**Stated problem**
Write out the data below in full, unchanged, minus the images.
-- begin Listed records --
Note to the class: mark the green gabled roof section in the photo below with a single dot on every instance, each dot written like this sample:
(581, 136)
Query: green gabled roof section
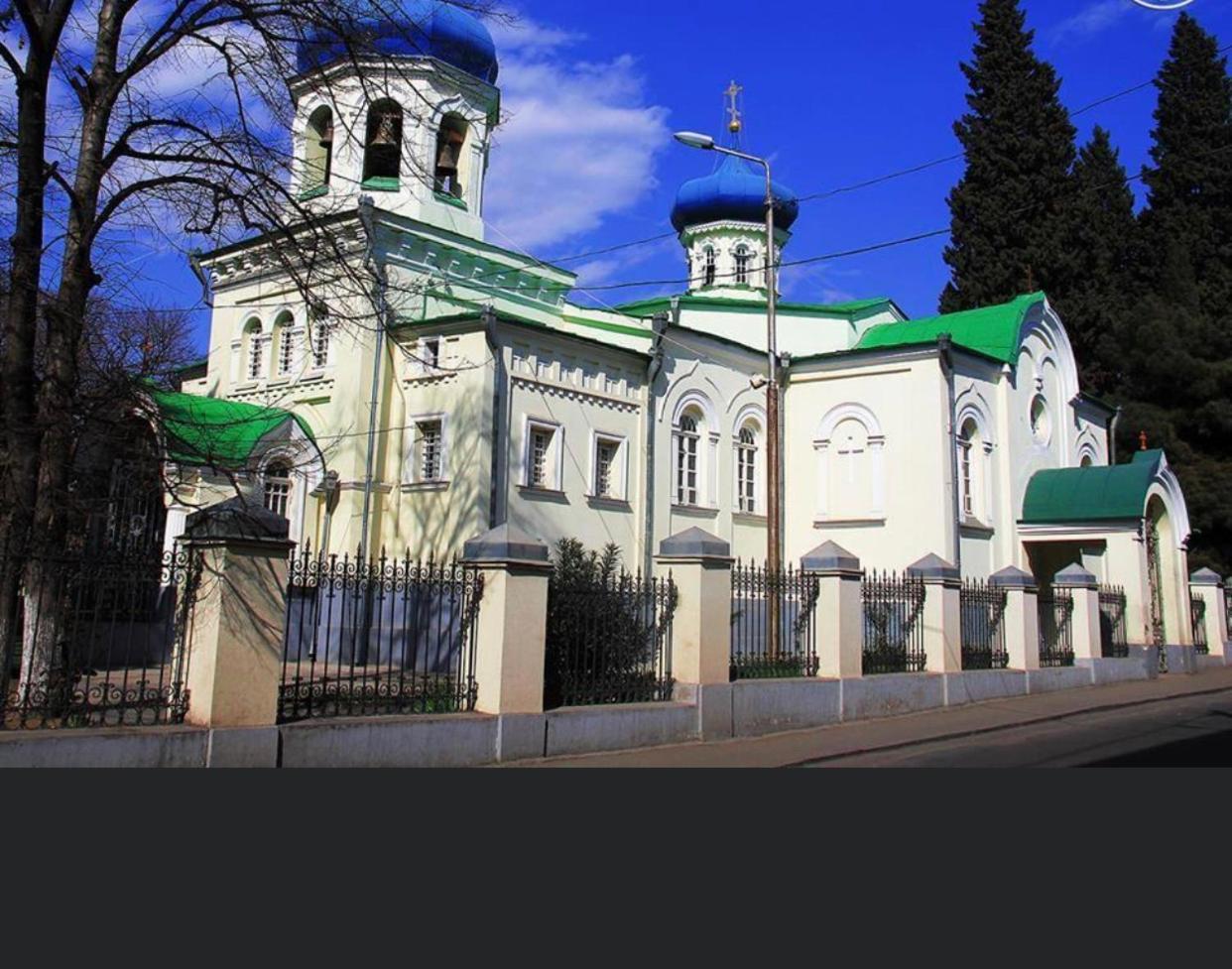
(218, 433)
(658, 304)
(1070, 495)
(992, 331)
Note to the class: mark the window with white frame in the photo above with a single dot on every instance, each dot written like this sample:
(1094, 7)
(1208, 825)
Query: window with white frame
(543, 455)
(429, 450)
(686, 459)
(746, 470)
(289, 343)
(255, 343)
(609, 467)
(968, 501)
(278, 488)
(431, 352)
(320, 345)
(972, 469)
(743, 259)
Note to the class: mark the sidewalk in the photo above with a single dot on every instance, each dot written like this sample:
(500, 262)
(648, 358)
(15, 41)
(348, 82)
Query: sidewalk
(838, 740)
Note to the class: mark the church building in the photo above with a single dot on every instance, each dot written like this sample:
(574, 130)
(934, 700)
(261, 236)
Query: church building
(398, 382)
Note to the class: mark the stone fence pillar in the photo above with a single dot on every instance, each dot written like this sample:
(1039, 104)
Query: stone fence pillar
(701, 628)
(235, 629)
(1083, 587)
(1206, 585)
(1022, 617)
(941, 617)
(839, 611)
(513, 620)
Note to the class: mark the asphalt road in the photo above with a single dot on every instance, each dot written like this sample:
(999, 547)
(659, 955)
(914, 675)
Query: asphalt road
(1186, 732)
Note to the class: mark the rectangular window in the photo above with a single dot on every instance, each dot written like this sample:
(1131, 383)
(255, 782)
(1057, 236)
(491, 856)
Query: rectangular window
(540, 467)
(431, 353)
(431, 453)
(607, 483)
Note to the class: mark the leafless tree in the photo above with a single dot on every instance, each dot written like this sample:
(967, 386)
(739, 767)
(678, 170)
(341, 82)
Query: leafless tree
(97, 154)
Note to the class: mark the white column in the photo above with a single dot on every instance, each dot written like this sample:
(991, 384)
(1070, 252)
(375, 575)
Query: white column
(1022, 617)
(1083, 589)
(839, 611)
(941, 617)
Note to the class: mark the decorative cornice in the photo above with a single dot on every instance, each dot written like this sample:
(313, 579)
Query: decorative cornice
(576, 393)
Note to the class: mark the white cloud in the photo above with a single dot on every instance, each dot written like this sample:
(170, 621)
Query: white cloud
(578, 144)
(1090, 20)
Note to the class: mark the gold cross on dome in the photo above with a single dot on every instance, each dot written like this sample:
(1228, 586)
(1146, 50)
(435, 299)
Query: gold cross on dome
(732, 92)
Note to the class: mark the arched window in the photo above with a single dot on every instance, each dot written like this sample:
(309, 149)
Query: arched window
(382, 142)
(288, 343)
(746, 470)
(449, 142)
(320, 343)
(686, 459)
(254, 345)
(850, 470)
(968, 483)
(743, 260)
(319, 149)
(278, 488)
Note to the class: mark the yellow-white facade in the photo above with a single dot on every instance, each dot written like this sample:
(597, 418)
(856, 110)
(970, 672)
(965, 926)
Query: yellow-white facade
(498, 401)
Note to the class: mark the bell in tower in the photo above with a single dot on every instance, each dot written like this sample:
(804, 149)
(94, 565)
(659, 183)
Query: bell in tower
(449, 141)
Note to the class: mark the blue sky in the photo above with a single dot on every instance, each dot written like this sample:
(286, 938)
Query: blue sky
(835, 91)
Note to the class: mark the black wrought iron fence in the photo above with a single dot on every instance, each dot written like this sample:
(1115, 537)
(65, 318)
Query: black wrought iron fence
(1056, 611)
(1113, 639)
(759, 600)
(982, 611)
(894, 632)
(375, 637)
(97, 642)
(609, 639)
(1197, 623)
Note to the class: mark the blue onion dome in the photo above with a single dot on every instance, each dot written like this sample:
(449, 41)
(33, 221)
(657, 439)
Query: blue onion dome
(423, 29)
(736, 191)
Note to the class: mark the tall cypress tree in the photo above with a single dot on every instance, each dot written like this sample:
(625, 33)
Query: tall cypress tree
(1008, 210)
(1189, 199)
(1177, 341)
(1101, 232)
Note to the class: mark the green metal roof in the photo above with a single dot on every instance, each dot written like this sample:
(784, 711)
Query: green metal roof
(1090, 494)
(219, 433)
(989, 330)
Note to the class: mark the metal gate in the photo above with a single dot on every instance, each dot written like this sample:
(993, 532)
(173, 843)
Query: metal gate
(97, 642)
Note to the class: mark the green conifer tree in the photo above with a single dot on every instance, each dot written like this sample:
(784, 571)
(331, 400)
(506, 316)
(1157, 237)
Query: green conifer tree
(1008, 210)
(1176, 342)
(1100, 240)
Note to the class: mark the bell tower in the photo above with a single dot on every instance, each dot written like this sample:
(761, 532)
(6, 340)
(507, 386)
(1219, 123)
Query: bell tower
(404, 113)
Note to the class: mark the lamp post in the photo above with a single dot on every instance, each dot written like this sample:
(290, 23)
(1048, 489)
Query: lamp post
(774, 542)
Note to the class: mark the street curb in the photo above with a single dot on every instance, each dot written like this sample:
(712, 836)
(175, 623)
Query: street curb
(580, 760)
(1034, 720)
-- end Listed records --
**Exercise response**
Note to the class: mark the green gabled roof section in the photo below with a single dot on every instance, each dot written like this sample:
(581, 136)
Query: green gabled roof section
(218, 433)
(658, 304)
(1070, 495)
(992, 331)
Note to the class: mark the window with white frame in the photo above with a single dot on every instance, each dot written like this sample:
(1094, 7)
(1208, 825)
Query: window with white frame
(543, 455)
(429, 450)
(686, 459)
(746, 470)
(289, 343)
(255, 343)
(609, 467)
(968, 501)
(278, 488)
(431, 352)
(320, 345)
(972, 469)
(743, 259)
Note to the class: mark the sidewalk in the photo above with a single dot on every instance, each dot written like this sample:
(500, 262)
(648, 358)
(15, 41)
(348, 82)
Query: sidewalk
(838, 740)
Note to the class: mark the church building in the photo above with a single dot on every instance, each dot written like this sample:
(574, 130)
(934, 700)
(261, 236)
Query: church building
(398, 382)
Note to the class: mark the stone fence pillar in the photo above with a single dot on every instance, each dot written like this sample:
(1039, 104)
Query: stone fence pillar
(701, 628)
(235, 629)
(1083, 587)
(1206, 585)
(1022, 617)
(941, 617)
(839, 611)
(513, 620)
Note to the class: mark the asphalt road in the photo above with a single dot on every instance, each dot written like this sample:
(999, 547)
(659, 955)
(914, 675)
Query: asphalt road
(1186, 732)
Note to the class: mark the rectangular window in the photo above with a single dot on every instance, each dot written like this sample:
(1131, 383)
(255, 782)
(1057, 236)
(491, 856)
Query: rectangular window
(540, 467)
(431, 353)
(431, 453)
(607, 483)
Note to the class: mark the leafless tree in the photo above with a single dot on every instance, each dot written like this sample:
(967, 386)
(739, 767)
(678, 170)
(341, 82)
Query: leafless tree
(97, 154)
Note to the class: mark the white column in the photo above with a single dot on every instance, each dot written like this sample:
(991, 384)
(1070, 252)
(375, 575)
Query: white column
(1022, 617)
(1083, 589)
(839, 611)
(941, 617)
Note to the class: mark the decorative cornice in the photo above with a single dot on every instance, each dot written like this sample:
(313, 579)
Query: decorative cornice
(576, 393)
Note to the class: mark the white cloud in the photo above with a single dot on every instance, each dot written like this sample:
(170, 621)
Query: white cloud
(578, 144)
(1090, 20)
Note to the class: mark the gold cross on dome in the photo above with a single dot on every instance, each dot written like this sample:
(1228, 586)
(1146, 50)
(435, 299)
Query: gold cross on dome
(732, 92)
Note to the class: mark the arched window in the photo above with a single dot on every instance, each dot written like this sample:
(309, 149)
Query: arched window
(382, 142)
(288, 343)
(746, 470)
(449, 142)
(320, 343)
(686, 459)
(254, 345)
(850, 470)
(968, 483)
(743, 260)
(319, 149)
(278, 488)
Note to the class: mark the yellow-white facade in the photo above with a single dot on every instance, each dot written like this sample:
(597, 418)
(856, 110)
(970, 672)
(965, 926)
Query: yellow-white facade
(498, 401)
Note to the class: mark the bell in tower in the photo above with a single dot on every instance, each dot written like this sample:
(804, 149)
(94, 565)
(659, 183)
Query: bell in tower
(449, 141)
Note to the class: mark the blue sky in the photo above with a single dot on every instance, each dot written like this sample:
(286, 938)
Query: blue sky
(835, 91)
Note to the class: mark the black wrought iron fence in the photo above with a single dot on every instance, each dot written like this sample:
(1115, 537)
(65, 318)
Query: black wrought iron fence
(1056, 611)
(1113, 639)
(759, 600)
(982, 611)
(894, 632)
(375, 637)
(97, 642)
(609, 639)
(1197, 623)
Note to the class: mark the blue onion dome in the photo above with a single dot on every instance, each dot written like this sample:
(449, 41)
(33, 221)
(657, 439)
Query: blue onion dome
(423, 29)
(736, 191)
Note to the class: mark the tall cypress tree in the photo above with a single dot on every instance, each dot written like this sample:
(625, 33)
Query: tall cypress tree
(1008, 210)
(1189, 199)
(1177, 341)
(1101, 232)
Note to the class: mark the green metal roof in the photo above with a single dot on every instance, each dot written like this sample:
(784, 711)
Query: green metal roof
(1090, 494)
(219, 433)
(989, 330)
Note to the class: mark the metal gate in the photo above with a single dot on every instance, each dot written like this sample:
(993, 532)
(173, 843)
Query: metal gate
(97, 642)
Note to the class: mark the green conifer tree in the photo above with a single dot on every instance, each dot written like this sample:
(784, 571)
(331, 400)
(506, 316)
(1157, 237)
Query: green conifer tree
(1008, 210)
(1176, 342)
(1100, 240)
Note to the class: mark the bell tower in the photo above with a single dot on every instance, each dot written like this sample:
(761, 532)
(6, 340)
(507, 386)
(1219, 123)
Query: bell tower
(404, 113)
Note to the class: mark the lamp post in the photo above with a single dot on every instance, each dot written like this sample:
(290, 23)
(1048, 489)
Query: lamp post
(774, 542)
Note to the class: mark the street curb in the photo above with a single dot on every instance, each dot written like this sample:
(712, 836)
(175, 623)
Query: street curb
(580, 760)
(1034, 720)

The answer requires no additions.